УСЛОВИЯ ЗАДАНИЙ –
(a) Ответьте по тексту об исламе:
(i) Как для мусульманина называются иудеи и христиане?
(ii) Какой пророк чаще всего упоминается в Коране?
(iii) Что христиане добавили к заимствованному дарованию закона?
(b) Верните дословно отрывок из текста об исламе: от слов «Для мусульманина иудеи» до слов «мучительной для мусульманина.» включительно.

ИСХОДНЫЙ ТЕКСТ –
· · · · ·

Для мусульманина иудеи и христиане – это джимми, которым ислам
отводит подчиненную роль. Корень этого слова связан с понятием вины, так
что можно сказать, что пророк Магомет изначально встроил в свою религию
некую социально подкрепленную идеологию, которая позволяет всегда винить
другого и никогда не признавать собственную ответственность за трудности
своей общины. Не говоря уже о принципе подчинения только Аллаху и неподчинения
какому бы то ни было «неверному», что делает всякую оккупацию особенно
мучительной для мусульманина.
Как вам хорошо известно, Муса (Моисей) является наиболее часто упоминаемым
в Коране пророком. Почему? Потому что, получив Закон на горе Синай, он
дал возможность Божественной воле проявляться через обсуждение людьми этой
дарованной им Торы. Христиане заимствовали это дарование закона и добавили
к нему Новый завет. Положение Магомета было намного сложнее, потому что
ему пришлось маневрировать между двумя уже существовавшими религиозными
типами. Поначалу Магомет очень многое позаимствовал у евреев, которые в
то время населяли нынешнюю «юден-райн» Саудовскую Аравию. Он заимствовал
у них в надежде, что они обратятся в его веру. Когда это не произошло,
он пришел в ярость и выдвинул принципы джихада (войны против неверных)

· · · · ·

ПРЕДОСТАВЛЕННЫЕ МАТЕРИАЛЫ –
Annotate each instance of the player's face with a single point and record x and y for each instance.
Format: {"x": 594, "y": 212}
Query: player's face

· · · · ·

ОТВЕТЫ К ЗАДАНИЯМ –
(a)
(i) Джимми.
(ii) Муса (Моисей).
(iii) Новый завет.

(b)
Для мусульманина иудеи и христиане – это джимми, которым ислам
отводит подчиненную роль. Корень этого слова связан с понятием вины, так
что можно сказать, что пророк Магомет изначально встроил в свою религию
некую социально подкрепленную идеологию, которая позволяет всегда винить
другого и никогда не признавать собственную ответственность за трудности
своей общины. Не говоря уже о принципе подчинения только Аллаху и неподчинения
какому бы то ни было «неверному», что делает всякую оккупацию особенно
мучительной для мусульманина.